• [DOCUMENT SECTION]:
= Kāśikāvṛttī =

7th-century commentary on Pāṇini

The ("the commentary of [composed or used in] Kāśi, i.e. Varanasi") is a commentary on Pāṇini, attributed to Jayāditya and Vāmana, composed in c. the 7th century.

It is considered one of the great grammar texts of Sanskrit after Pāṇini's Aṣṭādhyāyī (4th century BCE), Kātyāyana's Vārtikās (6th-4th century BCE-unclear), Patanjali's Mahabhasya (2nd century BCE), and Bhartṛhari's Vākyapadīya (6th century CE). Ekavrutti and Prachin Vrutti are the other names used for Kāśikāvṛttī. Nyasa by Jinendra Buddhi and Padamanjari by Haradatta Mishra are the famous commentaries on Kāśikāvṛtti.

== Importance ==
Vruttis prior to Kashika did not contain Ganapatha. Whereas Kashika contains Ganapatha. Kashika quotes different extinct Vruttis of scholars from the pre-paninian period. Which are not mentioned anywhere else. Examples and counterexamples included in Kashika are taken from ancient Vruttis. Hence, it provides knowledge about ancient historical facts.

• [DATA LINES]:

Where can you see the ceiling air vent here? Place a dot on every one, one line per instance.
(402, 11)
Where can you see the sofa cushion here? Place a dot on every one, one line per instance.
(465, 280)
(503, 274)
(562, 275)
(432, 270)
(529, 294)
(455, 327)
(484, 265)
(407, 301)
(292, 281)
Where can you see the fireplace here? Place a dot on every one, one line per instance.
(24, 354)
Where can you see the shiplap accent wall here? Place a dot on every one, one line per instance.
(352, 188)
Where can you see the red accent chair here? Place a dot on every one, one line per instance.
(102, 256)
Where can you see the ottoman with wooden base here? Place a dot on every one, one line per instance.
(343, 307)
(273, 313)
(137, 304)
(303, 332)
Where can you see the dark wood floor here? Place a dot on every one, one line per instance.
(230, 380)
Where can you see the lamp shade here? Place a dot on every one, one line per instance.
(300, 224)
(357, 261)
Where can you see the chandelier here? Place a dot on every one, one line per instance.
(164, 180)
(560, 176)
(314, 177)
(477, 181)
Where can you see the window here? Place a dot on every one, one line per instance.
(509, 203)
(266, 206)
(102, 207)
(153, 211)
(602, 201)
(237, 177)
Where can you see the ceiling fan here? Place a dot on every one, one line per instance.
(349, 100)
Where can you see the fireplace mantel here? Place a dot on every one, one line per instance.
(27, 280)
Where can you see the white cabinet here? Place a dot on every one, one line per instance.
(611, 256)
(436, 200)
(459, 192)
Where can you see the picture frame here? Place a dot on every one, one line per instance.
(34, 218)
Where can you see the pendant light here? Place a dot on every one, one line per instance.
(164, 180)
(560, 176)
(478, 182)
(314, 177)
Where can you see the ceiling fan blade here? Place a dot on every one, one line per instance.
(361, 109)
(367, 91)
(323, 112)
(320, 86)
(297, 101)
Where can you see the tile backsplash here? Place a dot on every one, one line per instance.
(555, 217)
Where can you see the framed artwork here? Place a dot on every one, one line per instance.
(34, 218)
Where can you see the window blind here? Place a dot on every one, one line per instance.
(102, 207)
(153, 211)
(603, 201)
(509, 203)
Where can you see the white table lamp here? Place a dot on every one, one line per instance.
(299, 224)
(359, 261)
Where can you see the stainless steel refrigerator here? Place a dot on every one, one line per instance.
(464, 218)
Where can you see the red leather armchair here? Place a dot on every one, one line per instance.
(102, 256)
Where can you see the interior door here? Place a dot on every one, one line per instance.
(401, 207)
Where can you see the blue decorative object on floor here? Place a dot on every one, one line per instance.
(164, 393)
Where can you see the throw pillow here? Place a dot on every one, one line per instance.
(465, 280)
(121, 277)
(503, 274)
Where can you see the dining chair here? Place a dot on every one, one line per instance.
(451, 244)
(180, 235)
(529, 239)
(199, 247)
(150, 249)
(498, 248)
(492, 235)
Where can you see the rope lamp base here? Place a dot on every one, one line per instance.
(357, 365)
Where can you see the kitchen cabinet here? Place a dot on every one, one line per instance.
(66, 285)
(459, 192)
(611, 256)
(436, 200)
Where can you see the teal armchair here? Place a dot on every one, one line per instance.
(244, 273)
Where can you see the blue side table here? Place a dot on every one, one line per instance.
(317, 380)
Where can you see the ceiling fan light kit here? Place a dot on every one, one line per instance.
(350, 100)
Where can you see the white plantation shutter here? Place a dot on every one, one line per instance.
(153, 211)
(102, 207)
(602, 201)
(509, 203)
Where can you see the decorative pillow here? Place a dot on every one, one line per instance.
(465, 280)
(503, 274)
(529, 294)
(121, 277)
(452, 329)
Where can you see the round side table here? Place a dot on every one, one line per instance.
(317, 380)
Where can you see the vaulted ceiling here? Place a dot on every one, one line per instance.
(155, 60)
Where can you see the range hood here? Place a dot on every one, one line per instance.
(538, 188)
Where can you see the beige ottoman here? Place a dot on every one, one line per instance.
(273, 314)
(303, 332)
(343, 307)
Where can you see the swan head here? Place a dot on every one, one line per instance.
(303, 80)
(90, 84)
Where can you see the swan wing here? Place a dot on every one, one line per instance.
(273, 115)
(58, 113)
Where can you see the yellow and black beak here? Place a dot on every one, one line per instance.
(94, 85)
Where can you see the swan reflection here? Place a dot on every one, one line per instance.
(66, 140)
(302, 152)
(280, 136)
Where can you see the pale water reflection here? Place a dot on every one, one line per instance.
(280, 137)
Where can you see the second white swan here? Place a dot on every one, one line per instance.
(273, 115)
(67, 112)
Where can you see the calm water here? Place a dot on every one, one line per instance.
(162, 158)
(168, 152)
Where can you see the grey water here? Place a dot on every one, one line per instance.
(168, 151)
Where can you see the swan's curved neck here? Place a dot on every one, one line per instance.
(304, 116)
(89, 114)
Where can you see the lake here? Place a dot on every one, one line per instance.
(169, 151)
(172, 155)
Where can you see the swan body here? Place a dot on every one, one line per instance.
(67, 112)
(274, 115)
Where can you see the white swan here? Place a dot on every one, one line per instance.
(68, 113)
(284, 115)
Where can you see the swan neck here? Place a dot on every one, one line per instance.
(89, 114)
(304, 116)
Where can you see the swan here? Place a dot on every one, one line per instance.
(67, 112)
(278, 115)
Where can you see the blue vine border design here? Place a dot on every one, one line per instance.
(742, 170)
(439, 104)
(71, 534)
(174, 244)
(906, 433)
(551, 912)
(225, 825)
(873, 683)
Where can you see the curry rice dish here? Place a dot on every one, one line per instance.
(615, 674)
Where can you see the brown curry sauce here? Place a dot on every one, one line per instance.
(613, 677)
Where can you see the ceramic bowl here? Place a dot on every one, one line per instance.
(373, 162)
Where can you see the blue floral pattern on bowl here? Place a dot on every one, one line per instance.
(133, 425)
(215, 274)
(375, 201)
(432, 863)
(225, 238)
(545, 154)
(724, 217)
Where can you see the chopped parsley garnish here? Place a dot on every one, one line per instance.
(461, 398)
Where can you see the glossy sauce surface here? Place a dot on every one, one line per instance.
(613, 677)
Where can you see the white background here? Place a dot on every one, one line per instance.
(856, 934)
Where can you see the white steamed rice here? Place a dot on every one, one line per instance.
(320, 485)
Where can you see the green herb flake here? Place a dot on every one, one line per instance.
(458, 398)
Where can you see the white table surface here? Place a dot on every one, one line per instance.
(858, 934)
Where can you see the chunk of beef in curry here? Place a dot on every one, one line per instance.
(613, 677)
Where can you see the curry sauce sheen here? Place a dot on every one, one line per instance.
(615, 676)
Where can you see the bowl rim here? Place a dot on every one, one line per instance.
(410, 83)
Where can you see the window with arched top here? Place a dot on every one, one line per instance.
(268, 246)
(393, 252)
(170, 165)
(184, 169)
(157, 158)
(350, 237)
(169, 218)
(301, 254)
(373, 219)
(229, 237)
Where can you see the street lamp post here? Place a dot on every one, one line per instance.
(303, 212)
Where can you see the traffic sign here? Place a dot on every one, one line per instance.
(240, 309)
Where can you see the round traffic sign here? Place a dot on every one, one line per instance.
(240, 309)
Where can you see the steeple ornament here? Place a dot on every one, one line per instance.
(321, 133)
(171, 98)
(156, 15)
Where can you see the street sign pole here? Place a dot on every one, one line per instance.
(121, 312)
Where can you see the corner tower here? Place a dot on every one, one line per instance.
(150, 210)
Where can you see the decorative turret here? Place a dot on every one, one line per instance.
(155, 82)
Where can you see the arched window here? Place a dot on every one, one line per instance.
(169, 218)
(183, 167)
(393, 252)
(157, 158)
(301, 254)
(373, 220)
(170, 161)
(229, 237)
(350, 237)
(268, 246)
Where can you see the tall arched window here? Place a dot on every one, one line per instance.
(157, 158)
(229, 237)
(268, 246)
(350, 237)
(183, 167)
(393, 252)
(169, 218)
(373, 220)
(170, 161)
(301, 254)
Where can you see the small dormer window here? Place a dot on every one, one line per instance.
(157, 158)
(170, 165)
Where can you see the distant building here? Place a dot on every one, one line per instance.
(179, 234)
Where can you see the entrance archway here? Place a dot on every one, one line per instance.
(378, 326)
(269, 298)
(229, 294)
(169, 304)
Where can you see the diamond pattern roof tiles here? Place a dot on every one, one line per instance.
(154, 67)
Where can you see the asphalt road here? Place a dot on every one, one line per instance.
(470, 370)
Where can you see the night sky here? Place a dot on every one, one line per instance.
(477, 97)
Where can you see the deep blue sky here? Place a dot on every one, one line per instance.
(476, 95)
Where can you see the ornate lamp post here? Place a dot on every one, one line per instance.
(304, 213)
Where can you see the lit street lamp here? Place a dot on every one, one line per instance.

• [GOAL OF THE EXERCISE]:
List the earlier Sanskrit grammar texts that the Kāśikāvṛttī article places the commentary among, giving each one's author and date as the article states them.

• [ANSWER BELOW]:
- Aṣṭādhyāyī, by Pāṇini (4th century BCE)
- Vārtikās, by Kātyāyana (6th-4th century BCE-unclear)
- Mahabhasya, by Patanjali (2nd century BCE)
- Vākyapadīya, by Bhartṛhari (6th century CE)